STATED PROBLEM — Rewrite the lines from the one containing "stone, I would be grateful." through the end of the records, replacing "whole-pixel coordinates" with "integer pixel coordinates" and leaving everything else unchanged.

--- START OF AVAILABLE DATA ---

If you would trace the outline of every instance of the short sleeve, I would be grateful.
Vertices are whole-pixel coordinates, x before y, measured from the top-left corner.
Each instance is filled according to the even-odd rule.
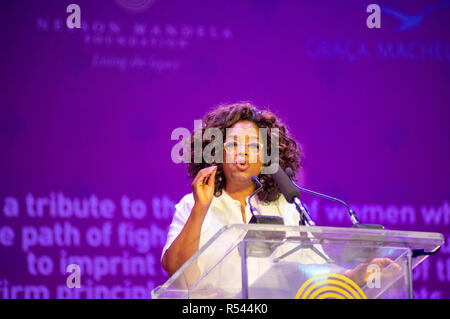
[[[166,244],[162,250],[161,261],[167,249],[178,237],[183,230],[189,215],[191,214],[192,207],[194,207],[194,195],[192,193],[185,195],[178,204],[175,205],[175,213],[173,215],[172,223],[169,226],[167,233]]]

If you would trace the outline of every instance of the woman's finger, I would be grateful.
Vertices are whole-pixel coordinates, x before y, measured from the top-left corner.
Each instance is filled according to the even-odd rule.
[[[194,180],[192,181],[192,184],[196,185],[196,184],[204,184],[205,178],[209,175],[211,175],[211,173],[217,169],[217,166],[209,166],[206,168],[201,169],[198,173],[197,176],[195,176]],[[200,183],[199,183],[200,182]]]

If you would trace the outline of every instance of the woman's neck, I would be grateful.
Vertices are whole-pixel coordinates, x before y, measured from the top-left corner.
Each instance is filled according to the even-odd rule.
[[[245,199],[255,191],[255,184],[238,185],[238,184],[226,184],[225,191],[231,198],[239,201],[245,206]]]

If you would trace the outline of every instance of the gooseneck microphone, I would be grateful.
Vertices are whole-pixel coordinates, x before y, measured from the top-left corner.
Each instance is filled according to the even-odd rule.
[[[292,181],[292,178],[294,177],[294,172],[292,171],[292,168],[290,168],[290,167],[286,168],[286,175],[289,176],[289,178]],[[305,193],[316,195],[316,196],[319,196],[319,197],[323,197],[323,198],[326,198],[328,200],[331,200],[331,201],[334,201],[336,203],[340,203],[340,204],[344,205],[345,208],[348,211],[348,214],[350,215],[350,220],[352,221],[353,225],[360,224],[359,218],[356,215],[356,213],[343,200],[340,200],[338,198],[334,198],[334,197],[331,197],[331,196],[328,196],[328,195],[324,195],[324,194],[321,194],[321,193],[318,193],[318,192],[314,192],[312,190],[309,190],[309,189],[306,189],[306,188],[303,188],[303,187],[300,187],[297,184],[295,184],[294,181],[292,181],[292,184],[295,185],[295,187],[297,187],[299,190],[301,190],[301,191],[303,191]]]
[[[315,224],[311,219],[311,216],[309,216],[308,212],[300,201],[300,192],[294,186],[286,173],[281,169],[281,167],[279,167],[278,170],[274,174],[272,174],[272,177],[275,180],[275,183],[277,183],[281,194],[283,194],[288,203],[295,204],[295,207],[300,214],[300,223],[302,225],[314,226]]]

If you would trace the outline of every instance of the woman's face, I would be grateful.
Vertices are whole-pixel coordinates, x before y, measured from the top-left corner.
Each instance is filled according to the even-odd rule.
[[[250,121],[240,121],[227,129],[224,141],[223,171],[226,183],[253,184],[263,167],[259,128]]]

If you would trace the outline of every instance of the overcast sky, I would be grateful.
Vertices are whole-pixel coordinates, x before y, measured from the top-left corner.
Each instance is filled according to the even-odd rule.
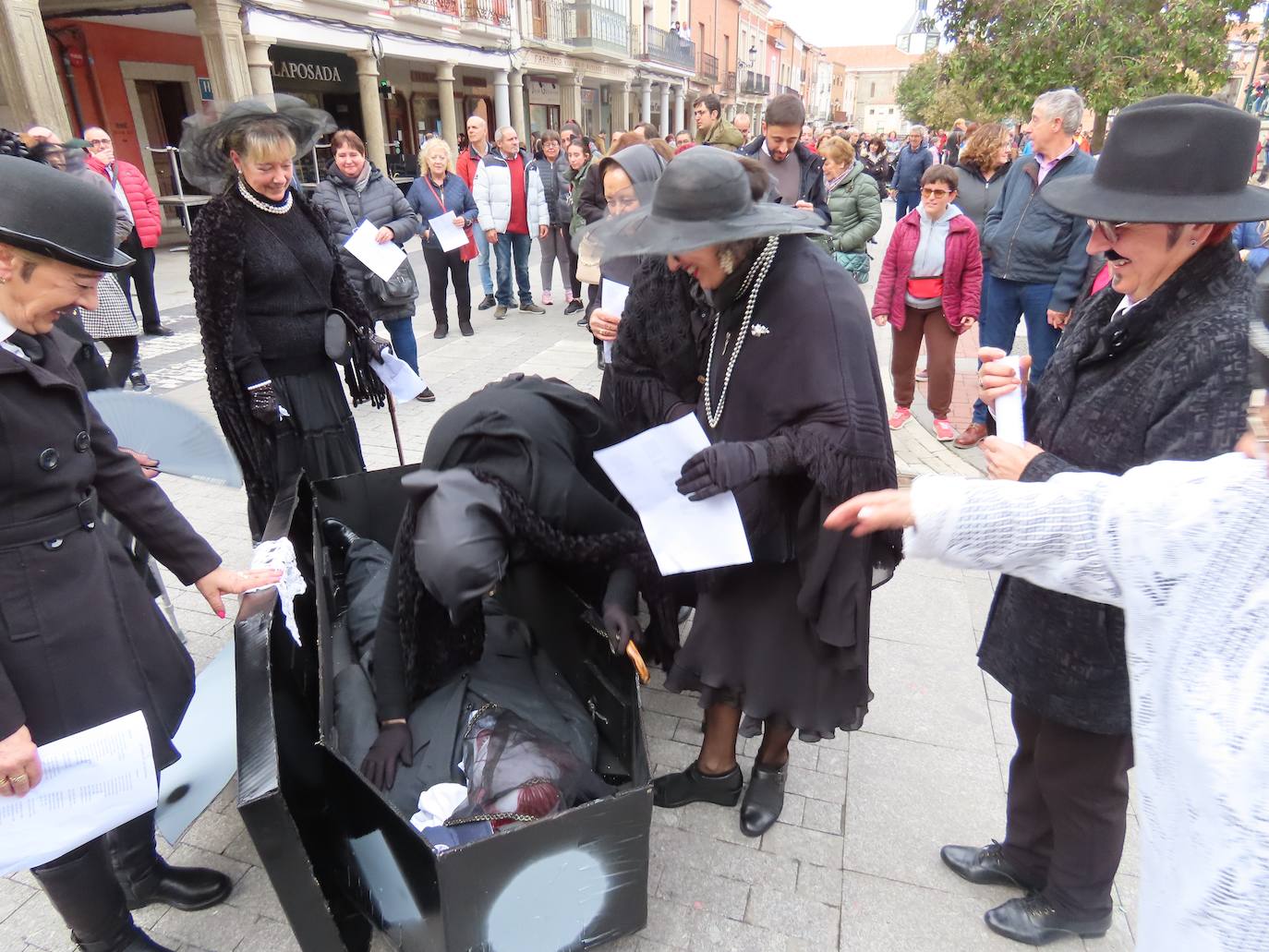
[[[784,20],[816,46],[893,43],[916,9],[914,0],[770,0],[770,4],[772,19]]]

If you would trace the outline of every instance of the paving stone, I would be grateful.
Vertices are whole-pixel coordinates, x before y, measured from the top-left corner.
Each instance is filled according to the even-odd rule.
[[[751,925],[807,939],[820,948],[832,948],[838,942],[838,918],[836,904],[817,902],[765,885],[755,885],[749,891],[745,913],[745,922]]]
[[[700,869],[667,867],[661,873],[656,895],[695,910],[716,913],[728,919],[744,919],[749,902],[749,883],[726,880]]]

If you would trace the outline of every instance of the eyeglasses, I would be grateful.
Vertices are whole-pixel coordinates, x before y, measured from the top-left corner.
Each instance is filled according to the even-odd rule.
[[[1113,225],[1108,221],[1098,221],[1096,218],[1089,218],[1089,227],[1096,234],[1109,241],[1112,245],[1119,240],[1119,228],[1127,228],[1132,222],[1122,221],[1118,225]]]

--- END OF AVAILABLE DATA ---

OUTPUT OF THE TASK —
If you would trace the outline of every instance of the paving stone, I would be grateful.
Vertices are integer pixel coordinates, x before y, measured from the top-left corner.
Each instance is filled according to the even-odd rule.
[[[751,925],[807,939],[820,948],[832,948],[838,942],[838,918],[836,904],[817,902],[765,885],[755,885],[749,891],[745,913],[745,922]]]
[[[700,869],[667,867],[661,873],[656,895],[695,910],[716,913],[728,919],[744,919],[749,902],[749,883],[726,880]]]

If you would trace the outline of every instance of the eyeglasses, I would be grateful.
Vertices are integer pixel coordinates, x before y, measured from the top-left corner.
Each instance is filled according to the even-odd rule.
[[[1113,225],[1108,221],[1098,221],[1096,218],[1089,218],[1089,227],[1096,234],[1109,241],[1112,245],[1119,240],[1119,228],[1127,228],[1132,222],[1122,221],[1118,225]]]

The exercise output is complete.